What needs to be done:
Rewrite these lines with "green foliage" changed to "leafy vegetation" everywhere and everything else kept the same. Leave the pictures out of your version.

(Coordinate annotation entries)
----------------
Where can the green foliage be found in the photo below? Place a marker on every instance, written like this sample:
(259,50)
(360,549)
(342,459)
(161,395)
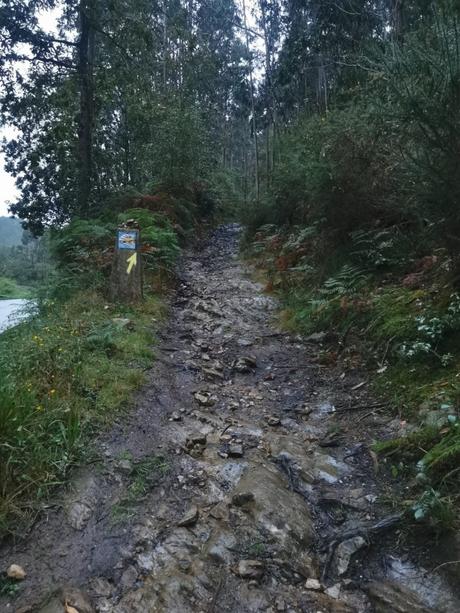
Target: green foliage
(10,289)
(161,248)
(62,372)
(10,232)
----------------
Task output:
Where can the leafy vegetation be found in the photo below? Place a marker on every instance, written like this sample:
(259,50)
(360,549)
(342,459)
(161,395)
Target: leafy vegetation
(10,289)
(161,248)
(62,372)
(10,232)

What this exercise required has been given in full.